Source records START

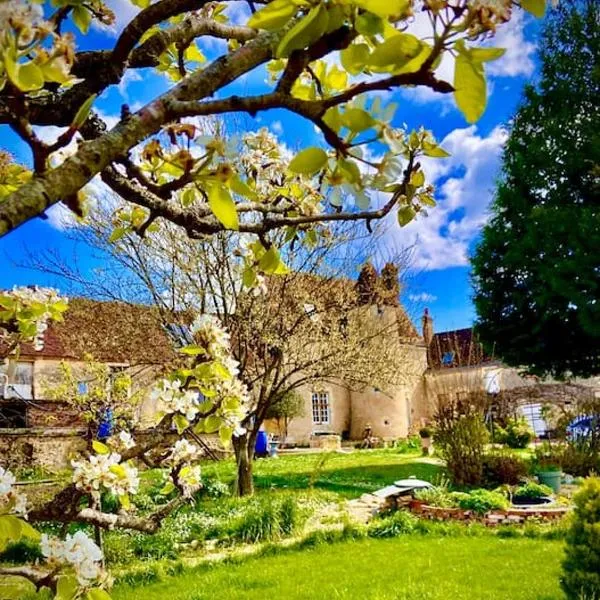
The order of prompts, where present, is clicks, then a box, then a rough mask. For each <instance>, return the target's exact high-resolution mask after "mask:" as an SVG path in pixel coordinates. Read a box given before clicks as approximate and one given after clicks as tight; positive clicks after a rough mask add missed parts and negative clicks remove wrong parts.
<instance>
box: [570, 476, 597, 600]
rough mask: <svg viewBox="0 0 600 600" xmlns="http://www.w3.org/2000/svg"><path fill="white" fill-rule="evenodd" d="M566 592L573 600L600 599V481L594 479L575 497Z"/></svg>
mask: <svg viewBox="0 0 600 600" xmlns="http://www.w3.org/2000/svg"><path fill="white" fill-rule="evenodd" d="M561 585H562V588H563V590H564V592H565V594H566V595H567V598H569V599H570V600H598V599H600V478H598V477H590V478H589V479H587V480H586V481H585V483H584V484H583V486H582V488H581V490H580V491H579V493H578V494H577V495H576V496H575V512H574V515H573V523H572V525H571V529H570V531H569V533H568V534H567V551H566V558H565V560H564V562H563V577H562V580H561Z"/></svg>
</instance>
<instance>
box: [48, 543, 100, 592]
mask: <svg viewBox="0 0 600 600" xmlns="http://www.w3.org/2000/svg"><path fill="white" fill-rule="evenodd" d="M41 549H42V554H43V555H44V557H45V558H46V560H47V561H48V563H50V564H51V565H56V566H64V565H69V566H71V567H73V569H74V571H75V574H76V576H77V581H78V582H79V584H80V585H82V586H84V587H89V586H91V585H92V584H94V583H96V582H98V581H99V580H100V579H101V578H102V576H103V575H104V572H103V571H102V567H101V561H102V550H100V548H98V546H97V545H96V544H95V543H94V542H93V540H91V539H90V538H89V537H88V536H87V535H86V534H85V533H84V532H83V531H78V532H77V533H75V534H74V535H67V537H66V538H65V540H64V541H62V540H59V539H58V538H55V537H49V536H48V535H47V534H45V533H44V534H42V539H41Z"/></svg>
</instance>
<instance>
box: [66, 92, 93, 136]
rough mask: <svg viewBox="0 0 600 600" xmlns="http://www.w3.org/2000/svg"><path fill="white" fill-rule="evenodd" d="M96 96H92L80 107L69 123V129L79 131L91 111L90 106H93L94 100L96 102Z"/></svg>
mask: <svg viewBox="0 0 600 600" xmlns="http://www.w3.org/2000/svg"><path fill="white" fill-rule="evenodd" d="M96 96H97V94H92V95H91V96H90V97H89V98H88V99H87V100H86V101H85V102H84V103H83V104H82V105H81V106H80V107H79V110H78V111H77V114H76V115H75V118H74V119H73V122H72V123H71V127H72V128H73V129H79V128H80V127H81V126H82V125H83V124H84V123H85V121H86V119H87V118H88V115H89V114H90V110H92V104H94V100H96Z"/></svg>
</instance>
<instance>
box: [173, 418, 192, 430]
mask: <svg viewBox="0 0 600 600" xmlns="http://www.w3.org/2000/svg"><path fill="white" fill-rule="evenodd" d="M173 423H174V425H175V427H177V433H178V434H179V435H181V434H182V433H183V432H184V431H185V430H186V429H187V428H188V427H189V425H190V422H189V421H188V420H187V419H186V418H185V417H184V416H183V415H182V414H181V413H177V414H175V415H174V417H173Z"/></svg>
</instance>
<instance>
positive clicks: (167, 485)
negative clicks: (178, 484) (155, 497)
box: [159, 481, 175, 496]
mask: <svg viewBox="0 0 600 600" xmlns="http://www.w3.org/2000/svg"><path fill="white" fill-rule="evenodd" d="M174 489H175V485H174V484H173V482H172V481H167V483H165V485H164V487H163V488H162V489H161V490H160V492H159V493H160V494H162V495H163V496H168V495H169V494H170V493H171V492H172V491H173V490H174Z"/></svg>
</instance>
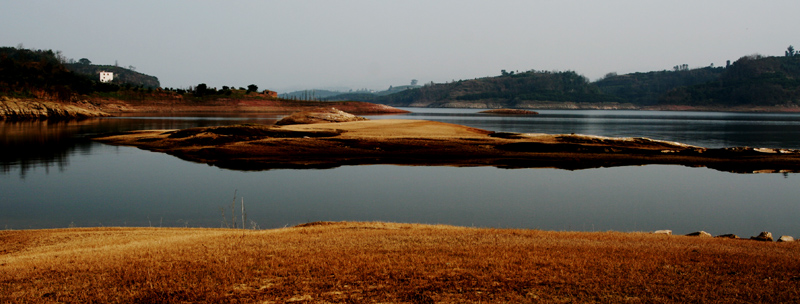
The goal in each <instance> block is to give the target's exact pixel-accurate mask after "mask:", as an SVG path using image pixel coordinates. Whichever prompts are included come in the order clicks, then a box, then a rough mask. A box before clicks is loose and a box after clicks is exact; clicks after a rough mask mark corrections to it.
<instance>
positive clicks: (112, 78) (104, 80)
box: [100, 71, 114, 82]
mask: <svg viewBox="0 0 800 304" xmlns="http://www.w3.org/2000/svg"><path fill="white" fill-rule="evenodd" d="M112 80H114V73H112V72H106V71H101V72H100V82H110V81H112Z"/></svg>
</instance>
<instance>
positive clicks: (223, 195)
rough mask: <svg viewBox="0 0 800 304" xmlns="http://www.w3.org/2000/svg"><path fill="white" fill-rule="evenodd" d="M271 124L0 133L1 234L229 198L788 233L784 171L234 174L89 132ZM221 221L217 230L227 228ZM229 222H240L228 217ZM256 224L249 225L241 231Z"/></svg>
mask: <svg viewBox="0 0 800 304" xmlns="http://www.w3.org/2000/svg"><path fill="white" fill-rule="evenodd" d="M410 110H412V111H416V112H415V113H412V114H409V115H398V116H380V117H370V118H373V119H384V118H410V119H428V120H438V121H444V122H450V123H457V124H464V125H469V126H474V127H478V128H483V129H488V130H494V131H511V132H543V133H583V134H594V135H603V136H644V137H651V138H656V139H663V140H671V141H680V142H686V143H690V144H695V145H701V146H707V147H723V146H761V147H781V148H795V149H797V148H800V143H798V140H797V139H799V138H800V136H799V135H800V115H796V114H737V113H692V112H689V113H686V112H637V111H540V113H542V114H541V115H539V116H534V117H502V116H487V115H484V114H477V113H476V112H477V110H459V109H410ZM278 118H279V117H276V116H272V117H254V116H251V117H127V118H112V119H97V120H89V121H83V122H77V123H76V122H73V123H46V122H26V123H7V122H6V123H3V122H0V138H1V141H0V147H1V148H2V157H0V169H2V170H1V171H0V172H1V173H0V229H28V228H50V227H69V226H78V227H85V226H190V227H220V226H222V225H223V224H224V223H225V222H227V223H230V203H231V199H232V197H233V194H234V191H235V190H236V191H237V193H238V197H239V200H240V199H241V197H244V201H245V206H246V208H247V216H248V221H252V222H253V223H255V224H256V225H258V226H259V227H261V228H273V227H283V226H286V225H289V226H291V225H296V224H299V223H304V222H310V221H323V220H329V221H342V220H353V221H373V220H379V221H393V222H415V223H443V224H453V225H462V226H479V227H513V228H536V229H548V230H584V231H604V230H618V231H651V230H657V229H672V230H674V231H675V232H676V233H688V232H692V231H697V230H705V231H708V232H710V233H712V234H723V233H736V234H739V235H740V236H751V235H756V234H757V233H758V232H760V231H764V230H766V231H771V232H773V234H776V235H781V234H787V235H794V236H800V224H798V221H797V218H798V216H800V204H798V197H800V187H797V185H798V176H797V175H795V174H787V175H781V174H749V175H742V174H731V173H724V172H718V171H714V170H710V169H705V168H687V167H681V166H644V167H622V168H602V169H591V170H580V171H566V170H555V169H516V170H505V169H496V168H453V167H403V166H356V167H341V168H335V169H328V170H270V171H258V172H241V171H232V170H224V169H219V168H216V167H212V166H208V165H205V164H197V163H190V162H185V161H182V160H179V159H177V158H175V157H172V156H169V155H166V154H161V153H153V152H148V151H144V150H139V149H136V148H129V147H115V146H109V145H104V144H99V143H95V142H91V141H89V140H87V139H85V136H87V135H91V134H97V133H105V132H117V131H123V130H132V129H172V128H186V127H192V126H210V125H227V124H237V123H244V122H250V123H264V124H270V123H273V122H274V121H275V120H277V119H278ZM223 212H224V216H225V217H226V219H225V220H224V221H223ZM238 212H239V211H238V210H237V215H238ZM251 224H252V223H251Z"/></svg>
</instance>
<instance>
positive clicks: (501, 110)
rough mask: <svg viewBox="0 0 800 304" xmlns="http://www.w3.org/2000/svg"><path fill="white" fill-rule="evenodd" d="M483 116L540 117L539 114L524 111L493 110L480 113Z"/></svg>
mask: <svg viewBox="0 0 800 304" xmlns="http://www.w3.org/2000/svg"><path fill="white" fill-rule="evenodd" d="M478 113H483V114H496V115H539V112H536V111H531V110H522V109H492V110H486V111H480V112H478Z"/></svg>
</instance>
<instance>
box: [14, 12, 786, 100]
mask: <svg viewBox="0 0 800 304" xmlns="http://www.w3.org/2000/svg"><path fill="white" fill-rule="evenodd" d="M797 12H800V1H796V0H772V1H739V0H702V1H697V0H691V1H684V0H672V1H650V0H636V1H621V0H604V1H596V0H592V1H588V0H586V1H577V0H576V1H571V0H558V1H556V0H552V1H551V0H542V1H533V0H528V1H511V0H494V1H472V0H426V1H417V0H405V1H389V0H364V1H362V0H352V1H350V0H291V1H289V0H286V1H271V0H264V1H246V0H241V1H240V0H234V1H207V0H191V1H188V0H186V1H183V0H181V1H179V0H175V1H172V0H168V1H163V0H159V1H151V0H136V1H109V0H103V1H85V0H72V1H63V0H25V1H22V0H19V1H16V0H0V46H14V47H16V46H19V45H20V44H22V46H23V47H24V48H28V49H45V50H46V49H51V50H54V51H62V53H63V55H64V56H66V57H67V58H73V59H75V60H78V59H80V58H88V59H89V60H91V61H92V63H94V64H115V63H118V64H119V65H120V66H123V67H128V66H134V67H135V68H136V71H138V72H141V73H144V74H148V75H152V76H156V77H158V79H159V81H160V82H161V86H162V87H173V88H188V87H189V86H194V85H197V84H199V83H206V84H207V85H208V86H210V87H218V88H221V87H222V86H224V85H227V86H234V87H246V86H247V85H249V84H256V85H258V87H259V89H271V90H275V91H278V92H281V93H284V92H289V91H294V90H304V89H339V90H347V89H354V90H357V89H372V90H385V89H388V88H389V86H398V85H407V84H409V83H410V82H411V80H412V79H417V80H419V83H429V82H436V83H442V82H449V81H454V80H462V79H473V78H480V77H487V76H497V75H499V74H500V71H501V70H508V71H527V70H532V69H535V70H548V71H552V70H558V71H566V70H571V71H575V72H577V73H578V74H581V75H584V76H586V77H587V78H589V79H590V80H597V79H599V78H601V77H602V76H603V75H605V74H607V73H610V72H615V73H618V74H624V73H633V72H647V71H659V70H665V69H666V70H669V69H672V67H673V66H675V65H680V64H688V65H689V67H690V68H699V67H705V66H709V65H710V64H714V65H715V66H719V65H722V66H724V65H725V62H726V60H731V61H732V62H733V61H735V60H736V59H738V58H740V57H742V56H746V55H751V54H756V53H757V54H762V55H767V56H782V55H783V52H784V51H785V50H786V48H787V47H788V46H789V45H795V46H796V47H797V48H798V49H800V34H798V33H800V31H798V29H800V17H798V16H800V15H798V14H797Z"/></svg>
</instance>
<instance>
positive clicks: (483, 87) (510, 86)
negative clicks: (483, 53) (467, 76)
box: [373, 70, 621, 108]
mask: <svg viewBox="0 0 800 304" xmlns="http://www.w3.org/2000/svg"><path fill="white" fill-rule="evenodd" d="M373 101H374V102H378V103H383V104H388V105H392V106H418V107H461V106H466V107H488V108H497V107H527V105H528V104H529V103H530V102H587V103H589V102H591V103H597V102H619V101H621V100H620V99H619V98H617V97H615V96H611V95H607V94H603V93H602V92H601V91H600V90H599V89H598V88H597V86H594V85H592V84H590V83H589V81H588V79H586V77H583V76H581V75H578V74H577V73H575V72H573V71H566V72H550V71H535V70H531V71H527V72H523V73H516V74H515V73H506V72H505V71H503V75H501V76H498V77H486V78H479V79H474V80H460V81H456V82H452V83H446V84H427V85H425V86H423V87H421V88H417V89H410V90H404V91H401V92H398V93H395V94H391V95H386V96H376V97H375V98H374V99H373Z"/></svg>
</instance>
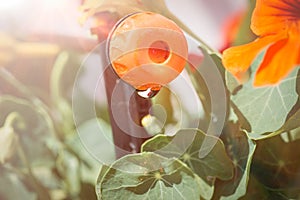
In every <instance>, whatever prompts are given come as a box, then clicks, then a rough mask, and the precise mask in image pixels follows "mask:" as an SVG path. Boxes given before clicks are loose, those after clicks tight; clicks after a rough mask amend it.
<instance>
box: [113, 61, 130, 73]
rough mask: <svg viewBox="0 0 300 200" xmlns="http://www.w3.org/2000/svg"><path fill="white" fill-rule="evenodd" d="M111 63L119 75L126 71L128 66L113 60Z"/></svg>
mask: <svg viewBox="0 0 300 200" xmlns="http://www.w3.org/2000/svg"><path fill="white" fill-rule="evenodd" d="M112 64H113V67H114V70H115V71H116V73H117V74H118V76H119V77H122V76H123V75H124V74H125V73H126V72H127V71H128V67H127V66H125V65H123V64H121V63H117V62H113V63H112Z"/></svg>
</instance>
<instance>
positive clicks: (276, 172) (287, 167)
mask: <svg viewBox="0 0 300 200" xmlns="http://www.w3.org/2000/svg"><path fill="white" fill-rule="evenodd" d="M299 145H300V140H296V141H291V142H289V143H285V142H284V141H283V140H282V139H281V137H279V136H277V137H272V138H269V139H266V140H261V141H258V142H257V150H256V152H255V156H254V158H253V163H252V165H253V167H252V171H251V173H252V174H253V176H255V178H256V179H257V180H258V181H259V182H260V183H261V184H263V185H264V187H265V188H266V189H267V190H268V191H269V192H270V193H271V194H272V196H277V197H278V196H281V198H282V199H298V198H299V194H300V193H299V192H300V183H299V178H300V172H299V166H300V152H299V151H297V149H298V148H299ZM284 197H285V198H284ZM271 199H276V198H275V197H274V198H271ZM277 199H278V198H277Z"/></svg>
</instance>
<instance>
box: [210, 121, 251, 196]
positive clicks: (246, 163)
mask: <svg viewBox="0 0 300 200" xmlns="http://www.w3.org/2000/svg"><path fill="white" fill-rule="evenodd" d="M222 139H223V141H225V145H226V147H227V151H228V154H229V155H230V157H231V159H232V160H233V164H234V176H233V179H231V180H228V181H222V180H217V181H216V184H215V187H216V192H215V194H214V198H213V199H239V198H240V197H242V196H244V195H245V194H246V192H247V186H248V180H249V175H250V166H251V163H252V157H253V155H254V152H255V149H256V144H255V143H254V142H253V141H252V140H251V139H249V138H247V136H246V134H244V133H243V132H240V129H239V125H238V124H234V123H231V122H230V123H229V124H227V125H226V127H225V128H224V133H223V134H222Z"/></svg>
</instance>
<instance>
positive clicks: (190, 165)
mask: <svg viewBox="0 0 300 200" xmlns="http://www.w3.org/2000/svg"><path fill="white" fill-rule="evenodd" d="M205 138H206V139H207V141H208V142H207V144H213V145H214V147H213V149H212V151H211V152H210V153H208V155H207V156H205V157H204V158H200V157H199V151H200V149H201V146H202V143H203V141H204V139H205ZM142 151H143V152H146V151H150V152H156V153H158V154H160V155H163V156H166V157H176V158H179V159H180V160H182V161H183V162H185V163H186V164H187V165H188V166H189V167H190V168H191V169H192V170H193V171H194V172H195V173H196V174H197V175H199V176H200V177H201V178H202V179H203V180H210V179H214V178H215V177H217V178H220V179H222V180H228V179H230V178H232V176H233V166H232V162H231V160H230V159H229V157H228V156H227V154H226V151H225V148H224V144H223V142H222V141H221V140H220V139H218V138H216V137H214V136H209V135H205V134H204V133H203V132H202V131H200V130H196V129H195V130H194V129H185V130H180V131H178V132H177V133H176V134H175V136H166V135H157V136H156V137H154V138H152V139H150V140H148V141H146V142H145V143H144V144H143V145H142Z"/></svg>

Source records END

_What this task involves_
Update the listing from its start through the line containing "592L573 600L600 599V481L594", inclusive, by replacing "rough mask" with "coarse mask" and keeping everything else unchanged. Leave the pictures out of your answer.

_Task solution_
The order of prompts, where present, is clicks, then a box, then a coarse mask. For each <instance>, return the target's exact high-resolution mask after "mask:" as an SVG path in pixel coordinates. Read a box given before clicks as approximate and one given after clicks as tight; positive clicks after a coarse mask add missed parts and negative clicks remove wrong parts.
<instance>
box: [570, 476, 597, 600]
coarse mask: <svg viewBox="0 0 600 600" xmlns="http://www.w3.org/2000/svg"><path fill="white" fill-rule="evenodd" d="M566 592L573 600L600 599V481L594 479L575 497Z"/></svg>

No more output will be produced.